Excerpt to read.

The Lakeville Journal Editorial

Global leaders from the G20 are meeting at the 26th UN Climate Change Conference of the Parties (COP26) in Glasgow until Nov. 12. Their mission is to bring parties together to accelerate action toward the goals of the Paris Agreement and the UN Framework Convention on Climate Change, according to the COP26 website. As President Joe Biden and the other G20 leaders negotiate actions to address climate change, it’s a good time for Northwest Corner residents to evaluate our own approaches to environmental responsibility and action.

It can seem overwhelming, hearing the issues being discussed at the COP26 summit, to try to think of ways to address climate change locally and make a difference where we live. But this is a time when it is really important to take that on. As reported in last week’s Lakeville Journal by Leila Hawken and Patrick Sullivan, towns here are preparing to cope with the July 2022 closing of the trash-to-energy facility outside Hartford, MIRA (the Materials Innovation and Recycling Authority), where this region’s trash is now sent for disposal. That closing will take on great importance for the ability of our towns to dispose of our garbage.

It may seem relatively inconsequential compared with the global problems being talked about at COP26. But we need to remember that if all communities across the Earth took such matters in hand and found the most environmentally sound way of living in our own places, the health of the planet would be in a better state right now. So let’s try to find a solution as a region that will be viable longterm.

The state of Connecticut is offering the option of the towns signing on to having their trash trucked to other areas of the country (the Midwest and the South) and buried. But even if all the towns sign on and get the best rate for such a service, costs to consumers will escalate. And it wouldn’t be a long-term solution. There are only so many places willing and able to take other regions’ garbage in and dispose of it, and let’s face it, their space to do so is certainly not infinite.

The towns here have historically followed the most environmentally responsible structures for disposing of waste they could find, in general. Cornwall in particular is now considering opting out of the state’s plan, searching for better alternatives. Encouraging wider composting of food waste is one way to try to reduce the solid waste that needs to be disposed of somehow.

Another way, of course, is for all of us to work to reduce our solid waste that needs to be dealt with at all. That may not be a simple task with so much packaging and other waste being a seemingly unavoidable part of our society, but it’s one that needs to be taken on seriously.

If we expect our world leaders to achieve a path to change on the global scale, we need to take our own steps to improve the lot of the planet, as well as our homes and neighborhoods. Take any ideas you have to do that to your town leaders right now. There is no time to waste.

The tasks.
#1 Print the part of the editorial starting at "The Lakeville Journal" and ending at "responsibility and action.", word for word.
#2 Return every line of the listing below that contains the string "metal", treating uppercase and lowercase as different.

Data to process.
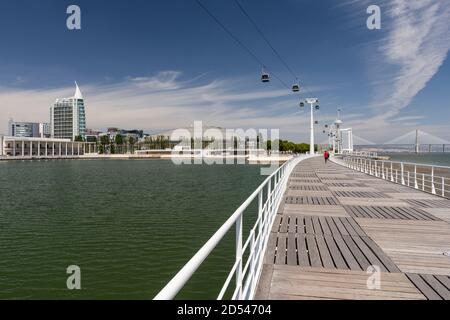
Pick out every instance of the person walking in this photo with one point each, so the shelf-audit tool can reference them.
(326, 156)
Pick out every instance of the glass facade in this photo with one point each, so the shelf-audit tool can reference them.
(23, 129)
(68, 119)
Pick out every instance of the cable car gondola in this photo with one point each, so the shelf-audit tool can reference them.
(265, 77)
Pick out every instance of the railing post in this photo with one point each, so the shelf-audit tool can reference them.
(402, 173)
(239, 256)
(253, 263)
(376, 169)
(433, 188)
(416, 185)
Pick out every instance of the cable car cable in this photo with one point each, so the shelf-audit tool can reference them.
(239, 42)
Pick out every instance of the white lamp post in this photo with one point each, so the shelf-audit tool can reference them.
(311, 102)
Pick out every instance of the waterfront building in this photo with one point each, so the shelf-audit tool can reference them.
(92, 135)
(26, 147)
(135, 134)
(28, 129)
(68, 117)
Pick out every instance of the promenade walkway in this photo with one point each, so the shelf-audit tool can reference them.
(335, 223)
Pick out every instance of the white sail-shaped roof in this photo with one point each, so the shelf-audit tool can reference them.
(78, 94)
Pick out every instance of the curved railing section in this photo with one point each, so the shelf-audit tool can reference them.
(249, 254)
(428, 178)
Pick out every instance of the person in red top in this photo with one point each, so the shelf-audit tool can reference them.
(326, 156)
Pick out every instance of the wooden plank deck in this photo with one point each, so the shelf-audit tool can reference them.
(336, 224)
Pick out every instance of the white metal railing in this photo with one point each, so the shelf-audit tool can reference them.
(246, 273)
(367, 154)
(428, 178)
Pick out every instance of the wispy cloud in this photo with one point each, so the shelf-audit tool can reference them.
(415, 44)
(166, 101)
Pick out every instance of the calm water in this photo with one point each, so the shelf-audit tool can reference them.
(442, 159)
(129, 225)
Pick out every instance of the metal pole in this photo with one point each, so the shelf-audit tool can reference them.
(311, 147)
(239, 256)
(433, 188)
(416, 186)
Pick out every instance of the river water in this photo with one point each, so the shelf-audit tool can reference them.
(442, 159)
(129, 225)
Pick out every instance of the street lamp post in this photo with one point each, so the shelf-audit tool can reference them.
(312, 102)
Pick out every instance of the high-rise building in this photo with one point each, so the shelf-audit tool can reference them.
(28, 129)
(68, 118)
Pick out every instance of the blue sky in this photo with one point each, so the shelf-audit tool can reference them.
(160, 64)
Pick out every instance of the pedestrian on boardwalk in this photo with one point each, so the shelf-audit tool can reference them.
(326, 156)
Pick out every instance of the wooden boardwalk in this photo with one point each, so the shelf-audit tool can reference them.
(336, 223)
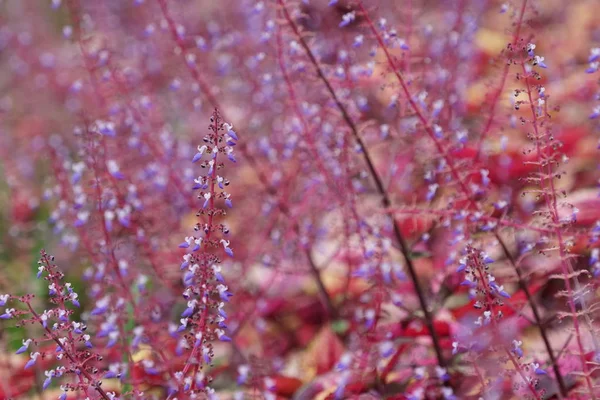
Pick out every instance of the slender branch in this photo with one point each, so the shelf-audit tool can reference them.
(536, 315)
(385, 199)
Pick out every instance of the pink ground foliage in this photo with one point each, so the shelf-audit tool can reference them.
(299, 199)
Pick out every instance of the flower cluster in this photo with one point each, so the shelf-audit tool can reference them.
(206, 293)
(64, 340)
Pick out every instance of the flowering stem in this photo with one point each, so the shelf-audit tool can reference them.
(68, 354)
(536, 315)
(385, 199)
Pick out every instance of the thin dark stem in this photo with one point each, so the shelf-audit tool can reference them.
(536, 316)
(90, 379)
(385, 199)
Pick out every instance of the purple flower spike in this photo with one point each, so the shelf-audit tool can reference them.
(30, 363)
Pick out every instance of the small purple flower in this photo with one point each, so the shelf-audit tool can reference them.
(25, 346)
(8, 313)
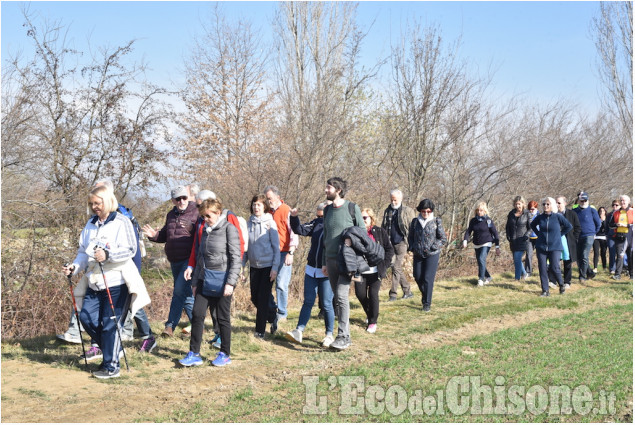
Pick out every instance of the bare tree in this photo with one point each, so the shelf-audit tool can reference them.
(613, 34)
(228, 109)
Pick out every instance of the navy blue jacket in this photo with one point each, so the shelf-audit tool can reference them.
(313, 228)
(589, 221)
(550, 228)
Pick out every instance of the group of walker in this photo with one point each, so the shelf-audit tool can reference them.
(346, 247)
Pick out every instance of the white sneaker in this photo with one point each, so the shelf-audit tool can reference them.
(326, 342)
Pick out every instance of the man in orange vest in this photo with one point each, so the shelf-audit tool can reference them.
(622, 222)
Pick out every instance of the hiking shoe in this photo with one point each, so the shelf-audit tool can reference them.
(73, 339)
(148, 345)
(106, 374)
(221, 360)
(274, 325)
(341, 342)
(192, 359)
(93, 353)
(327, 341)
(294, 336)
(216, 341)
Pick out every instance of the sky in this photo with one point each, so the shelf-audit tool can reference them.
(540, 50)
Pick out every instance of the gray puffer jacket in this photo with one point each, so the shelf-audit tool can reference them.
(219, 250)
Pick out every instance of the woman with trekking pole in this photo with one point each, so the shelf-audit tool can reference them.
(106, 248)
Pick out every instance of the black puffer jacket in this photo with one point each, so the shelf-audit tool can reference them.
(353, 259)
(518, 230)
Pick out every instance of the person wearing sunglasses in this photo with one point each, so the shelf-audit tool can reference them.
(590, 224)
(550, 228)
(177, 234)
(426, 237)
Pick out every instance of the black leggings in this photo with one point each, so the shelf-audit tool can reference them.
(367, 292)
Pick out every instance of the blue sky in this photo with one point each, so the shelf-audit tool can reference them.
(542, 50)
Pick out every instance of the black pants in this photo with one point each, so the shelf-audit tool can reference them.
(367, 292)
(260, 286)
(599, 251)
(222, 305)
(554, 268)
(424, 271)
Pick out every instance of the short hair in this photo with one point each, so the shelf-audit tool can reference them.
(107, 196)
(339, 184)
(259, 198)
(396, 192)
(371, 214)
(272, 188)
(105, 182)
(552, 202)
(205, 194)
(194, 189)
(519, 199)
(481, 205)
(210, 204)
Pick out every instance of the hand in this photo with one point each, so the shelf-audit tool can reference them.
(149, 231)
(68, 269)
(100, 255)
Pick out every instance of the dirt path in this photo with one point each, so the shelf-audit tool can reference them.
(41, 392)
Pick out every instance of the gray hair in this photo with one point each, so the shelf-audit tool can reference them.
(205, 194)
(272, 188)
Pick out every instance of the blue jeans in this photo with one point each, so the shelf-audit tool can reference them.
(585, 243)
(282, 286)
(481, 258)
(182, 297)
(313, 286)
(96, 317)
(519, 268)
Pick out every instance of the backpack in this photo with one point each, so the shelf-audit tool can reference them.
(351, 211)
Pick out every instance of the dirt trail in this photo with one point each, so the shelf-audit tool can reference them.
(38, 392)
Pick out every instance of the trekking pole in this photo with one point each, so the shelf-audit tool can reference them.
(114, 315)
(79, 325)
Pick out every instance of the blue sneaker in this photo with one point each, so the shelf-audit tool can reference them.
(221, 360)
(192, 359)
(216, 341)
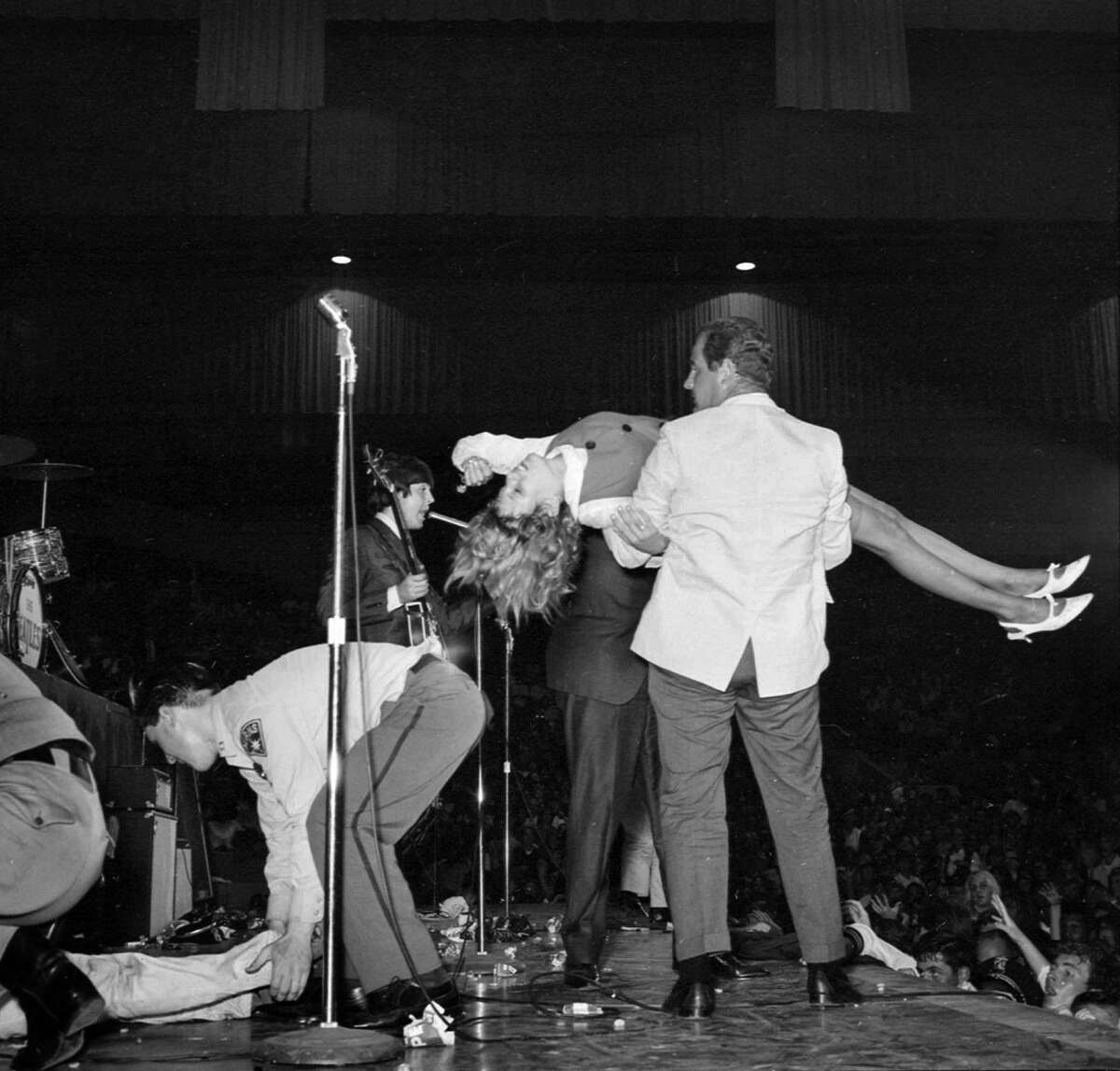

Responses.
#1
The Lakeville Journal Editorial

Global leaders from the G20 are meeting at the 26th UN Climate Change Conference of the Parties (COP26) in Glasgow until Nov. 12. Their mission is to bring parties together to accelerate action toward the goals of the Paris Agreement and the UN Framework Convention on Climate Change, according to the COP26 website. As President Joe Biden and the other G20 leaders negotiate actions to address climate change, it’s a good time for Northwest Corner residents to evaluate our own approaches to environmental responsibility and action.

#2
Pick out every instance of the white metal railing in this photo with one point each, so the shelf-audit tool can reference them.
Pick out every instance of the metal pole in this photo with one point each, so the shelf-audit tool can reference them.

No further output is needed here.